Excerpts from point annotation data
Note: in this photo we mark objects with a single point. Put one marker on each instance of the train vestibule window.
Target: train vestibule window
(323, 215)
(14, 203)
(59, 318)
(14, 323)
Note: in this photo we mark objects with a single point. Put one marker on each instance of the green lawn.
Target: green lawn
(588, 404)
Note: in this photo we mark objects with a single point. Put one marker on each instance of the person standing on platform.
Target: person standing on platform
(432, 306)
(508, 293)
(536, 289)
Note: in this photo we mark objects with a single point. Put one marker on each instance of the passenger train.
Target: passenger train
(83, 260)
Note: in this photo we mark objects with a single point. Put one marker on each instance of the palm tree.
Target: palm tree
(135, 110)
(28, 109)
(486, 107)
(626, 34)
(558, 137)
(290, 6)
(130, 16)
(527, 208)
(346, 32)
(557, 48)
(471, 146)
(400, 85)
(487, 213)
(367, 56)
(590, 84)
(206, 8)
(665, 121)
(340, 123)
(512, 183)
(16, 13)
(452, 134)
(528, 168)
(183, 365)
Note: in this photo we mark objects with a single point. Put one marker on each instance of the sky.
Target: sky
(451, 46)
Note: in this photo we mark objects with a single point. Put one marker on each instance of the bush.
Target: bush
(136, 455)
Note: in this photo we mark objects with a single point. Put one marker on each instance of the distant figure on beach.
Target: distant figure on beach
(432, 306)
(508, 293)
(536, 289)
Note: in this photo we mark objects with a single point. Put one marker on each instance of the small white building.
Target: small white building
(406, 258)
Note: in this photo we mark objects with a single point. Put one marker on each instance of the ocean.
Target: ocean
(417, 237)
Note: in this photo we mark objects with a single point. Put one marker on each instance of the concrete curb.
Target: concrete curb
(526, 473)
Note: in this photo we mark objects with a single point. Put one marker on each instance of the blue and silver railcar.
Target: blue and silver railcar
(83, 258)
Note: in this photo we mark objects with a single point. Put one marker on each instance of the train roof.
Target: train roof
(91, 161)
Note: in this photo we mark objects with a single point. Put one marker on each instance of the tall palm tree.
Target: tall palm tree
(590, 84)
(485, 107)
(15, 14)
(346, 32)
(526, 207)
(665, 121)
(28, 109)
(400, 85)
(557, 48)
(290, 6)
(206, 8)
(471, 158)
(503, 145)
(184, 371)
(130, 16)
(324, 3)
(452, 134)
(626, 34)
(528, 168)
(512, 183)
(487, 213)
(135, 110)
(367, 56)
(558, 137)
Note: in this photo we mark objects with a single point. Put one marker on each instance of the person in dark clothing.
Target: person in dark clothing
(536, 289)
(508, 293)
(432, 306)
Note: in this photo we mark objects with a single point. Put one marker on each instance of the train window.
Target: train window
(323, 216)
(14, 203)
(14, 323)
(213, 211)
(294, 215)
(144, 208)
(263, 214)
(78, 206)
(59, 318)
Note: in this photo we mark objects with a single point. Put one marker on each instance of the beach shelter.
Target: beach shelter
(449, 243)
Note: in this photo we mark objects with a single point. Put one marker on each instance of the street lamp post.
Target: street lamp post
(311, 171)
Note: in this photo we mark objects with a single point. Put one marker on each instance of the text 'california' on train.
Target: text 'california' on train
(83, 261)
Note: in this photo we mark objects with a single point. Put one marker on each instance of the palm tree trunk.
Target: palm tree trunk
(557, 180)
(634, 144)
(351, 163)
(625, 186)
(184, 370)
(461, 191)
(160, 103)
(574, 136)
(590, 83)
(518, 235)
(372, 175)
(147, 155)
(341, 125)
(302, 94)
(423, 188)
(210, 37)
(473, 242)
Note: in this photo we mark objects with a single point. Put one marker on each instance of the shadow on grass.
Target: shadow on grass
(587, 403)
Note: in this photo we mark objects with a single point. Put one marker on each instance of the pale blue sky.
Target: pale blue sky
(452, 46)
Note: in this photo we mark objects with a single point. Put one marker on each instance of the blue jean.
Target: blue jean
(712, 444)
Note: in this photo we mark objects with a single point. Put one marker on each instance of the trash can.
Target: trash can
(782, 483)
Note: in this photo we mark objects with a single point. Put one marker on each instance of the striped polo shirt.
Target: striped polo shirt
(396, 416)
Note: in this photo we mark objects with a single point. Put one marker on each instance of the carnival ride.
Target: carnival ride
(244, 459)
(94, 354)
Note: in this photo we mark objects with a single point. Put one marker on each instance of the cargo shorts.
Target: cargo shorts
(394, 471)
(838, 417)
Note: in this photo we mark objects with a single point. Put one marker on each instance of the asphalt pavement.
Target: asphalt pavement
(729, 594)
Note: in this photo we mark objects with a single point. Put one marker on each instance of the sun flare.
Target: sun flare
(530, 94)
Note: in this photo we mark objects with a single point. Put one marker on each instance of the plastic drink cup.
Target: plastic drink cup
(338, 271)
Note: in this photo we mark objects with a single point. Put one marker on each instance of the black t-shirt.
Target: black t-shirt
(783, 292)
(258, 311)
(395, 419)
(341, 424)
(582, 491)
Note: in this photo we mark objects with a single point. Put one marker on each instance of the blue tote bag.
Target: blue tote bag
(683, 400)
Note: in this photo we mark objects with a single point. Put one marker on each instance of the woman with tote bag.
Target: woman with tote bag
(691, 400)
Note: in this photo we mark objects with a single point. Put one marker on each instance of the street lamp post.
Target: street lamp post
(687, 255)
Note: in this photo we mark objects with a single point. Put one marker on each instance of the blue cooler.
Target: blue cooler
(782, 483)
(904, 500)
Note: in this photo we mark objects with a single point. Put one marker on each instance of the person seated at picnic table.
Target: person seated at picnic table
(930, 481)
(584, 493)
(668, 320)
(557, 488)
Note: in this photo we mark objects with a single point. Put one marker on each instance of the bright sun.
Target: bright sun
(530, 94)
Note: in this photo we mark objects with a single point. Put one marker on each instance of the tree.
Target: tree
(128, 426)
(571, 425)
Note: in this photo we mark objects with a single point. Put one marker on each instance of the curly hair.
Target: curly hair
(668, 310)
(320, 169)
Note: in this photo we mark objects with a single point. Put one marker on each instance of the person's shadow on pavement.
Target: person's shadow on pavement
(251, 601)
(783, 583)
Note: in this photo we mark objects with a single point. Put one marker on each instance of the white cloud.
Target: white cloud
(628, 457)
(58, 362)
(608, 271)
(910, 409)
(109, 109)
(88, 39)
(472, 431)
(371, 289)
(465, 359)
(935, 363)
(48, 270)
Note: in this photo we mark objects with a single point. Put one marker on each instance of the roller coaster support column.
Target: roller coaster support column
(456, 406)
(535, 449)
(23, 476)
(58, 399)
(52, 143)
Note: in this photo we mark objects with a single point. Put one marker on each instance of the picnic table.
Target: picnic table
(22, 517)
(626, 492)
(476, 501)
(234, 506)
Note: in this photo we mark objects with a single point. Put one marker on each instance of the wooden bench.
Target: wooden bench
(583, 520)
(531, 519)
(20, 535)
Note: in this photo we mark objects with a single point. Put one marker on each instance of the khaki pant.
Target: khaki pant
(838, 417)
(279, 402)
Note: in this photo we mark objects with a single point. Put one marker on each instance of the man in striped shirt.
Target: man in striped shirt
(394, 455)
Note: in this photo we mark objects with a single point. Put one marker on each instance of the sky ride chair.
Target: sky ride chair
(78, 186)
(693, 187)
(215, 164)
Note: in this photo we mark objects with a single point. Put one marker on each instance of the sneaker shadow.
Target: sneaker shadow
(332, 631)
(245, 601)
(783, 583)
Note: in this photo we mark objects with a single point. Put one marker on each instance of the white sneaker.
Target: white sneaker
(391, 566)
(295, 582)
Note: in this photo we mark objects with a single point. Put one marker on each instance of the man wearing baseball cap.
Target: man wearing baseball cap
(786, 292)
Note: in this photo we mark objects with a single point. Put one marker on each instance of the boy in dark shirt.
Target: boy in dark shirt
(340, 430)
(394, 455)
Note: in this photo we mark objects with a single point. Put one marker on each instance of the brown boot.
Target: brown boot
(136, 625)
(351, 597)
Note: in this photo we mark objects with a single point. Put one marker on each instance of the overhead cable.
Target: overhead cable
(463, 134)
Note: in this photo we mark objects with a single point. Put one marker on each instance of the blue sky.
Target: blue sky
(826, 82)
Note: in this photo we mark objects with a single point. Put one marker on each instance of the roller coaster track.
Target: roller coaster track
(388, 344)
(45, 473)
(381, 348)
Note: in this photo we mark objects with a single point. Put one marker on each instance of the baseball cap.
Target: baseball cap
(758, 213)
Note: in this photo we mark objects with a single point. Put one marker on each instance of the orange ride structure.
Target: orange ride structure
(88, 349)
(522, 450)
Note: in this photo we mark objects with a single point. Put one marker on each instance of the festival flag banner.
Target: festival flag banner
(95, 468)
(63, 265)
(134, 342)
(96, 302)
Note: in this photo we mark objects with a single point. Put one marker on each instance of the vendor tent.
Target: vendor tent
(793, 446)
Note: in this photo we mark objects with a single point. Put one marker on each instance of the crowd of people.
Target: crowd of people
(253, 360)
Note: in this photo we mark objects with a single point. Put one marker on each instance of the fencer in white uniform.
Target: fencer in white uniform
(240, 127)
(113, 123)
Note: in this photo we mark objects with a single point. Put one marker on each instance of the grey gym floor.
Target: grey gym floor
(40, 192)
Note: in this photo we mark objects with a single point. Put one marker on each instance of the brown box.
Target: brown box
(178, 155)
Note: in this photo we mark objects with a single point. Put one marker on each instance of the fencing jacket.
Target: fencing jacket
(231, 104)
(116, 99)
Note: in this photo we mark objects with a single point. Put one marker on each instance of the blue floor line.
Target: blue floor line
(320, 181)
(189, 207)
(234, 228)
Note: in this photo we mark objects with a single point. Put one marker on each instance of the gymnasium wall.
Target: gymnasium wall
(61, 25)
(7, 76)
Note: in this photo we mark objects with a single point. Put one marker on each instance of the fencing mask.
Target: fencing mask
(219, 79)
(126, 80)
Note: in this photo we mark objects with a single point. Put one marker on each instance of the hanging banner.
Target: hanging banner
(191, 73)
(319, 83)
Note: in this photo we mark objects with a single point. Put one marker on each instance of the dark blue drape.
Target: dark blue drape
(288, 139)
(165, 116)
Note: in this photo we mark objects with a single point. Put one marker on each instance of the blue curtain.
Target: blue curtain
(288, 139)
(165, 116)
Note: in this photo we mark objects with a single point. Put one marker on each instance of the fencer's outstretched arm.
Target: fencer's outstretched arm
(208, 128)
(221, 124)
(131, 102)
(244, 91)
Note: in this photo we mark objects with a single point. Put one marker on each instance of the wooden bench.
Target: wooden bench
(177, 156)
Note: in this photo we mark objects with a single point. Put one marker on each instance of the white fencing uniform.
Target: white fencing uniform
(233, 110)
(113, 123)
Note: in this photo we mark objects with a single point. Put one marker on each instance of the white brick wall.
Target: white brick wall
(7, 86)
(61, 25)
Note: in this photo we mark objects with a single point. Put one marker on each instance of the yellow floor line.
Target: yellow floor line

■ **PROMPT**:
Repeat only the stretch of lines starting at the one containing "the fencing jacket." and running to the final line of the entries above.

■ **RESPONSE BELOW**:
Note: in this photo we mark objects with a single point. Put one marker on each instance of the fencing jacket.
Target: fencing jacket
(231, 104)
(116, 99)
Note: in this photo we mark objects with a single point. Put one marker on each instance of the blue floor line.
Target: blue floor line
(320, 181)
(189, 207)
(234, 228)
Note: in this photo we mark objects with a single point. Put one marker on each instance of the gymnasium wall.
Target: gymnasium wall
(61, 25)
(7, 76)
Note: in this photo we mark objects with a single point. Put one marker on each instance of the fencing mask.
Target: fencing mask
(219, 79)
(126, 80)
Note: in this photo we mark objects with a single point. Put one marker on each instance of the hanging banner.
Target: hanging banner
(191, 73)
(319, 83)
Note: in this photo we mark objects with a single point. Put one marker on each instance of the dark blue drape.
Target: dark blue drape
(288, 139)
(165, 116)
Note: in this photo we mark objects with a single point. Put one marker on each instance of the blue curtain.
Target: blue curtain
(288, 139)
(165, 116)
Note: in this photo we mark objects with a single point. Put one marker on each instance of the fencer's outstretched arm.
Target: fencer's outstretched arm
(208, 128)
(221, 124)
(131, 102)
(244, 91)
Note: in this photo we mark objects with a single point. Put one marker on each instance of the wooden bench.
Target: wooden bench
(177, 156)
Note: in this photo we mark objects with a single point. Put one marker on each instance of the white fencing uniform.
Target: white fencing uniform
(233, 110)
(113, 123)
Note: in this photo we mark objects with a single point. Put one marker on each instance of the white brick wall.
Target: white brick wall
(7, 86)
(61, 25)
Note: in this photo we mark objects with a single point. Put one marker on each instance of the yellow floor line.
Target: yellow floor line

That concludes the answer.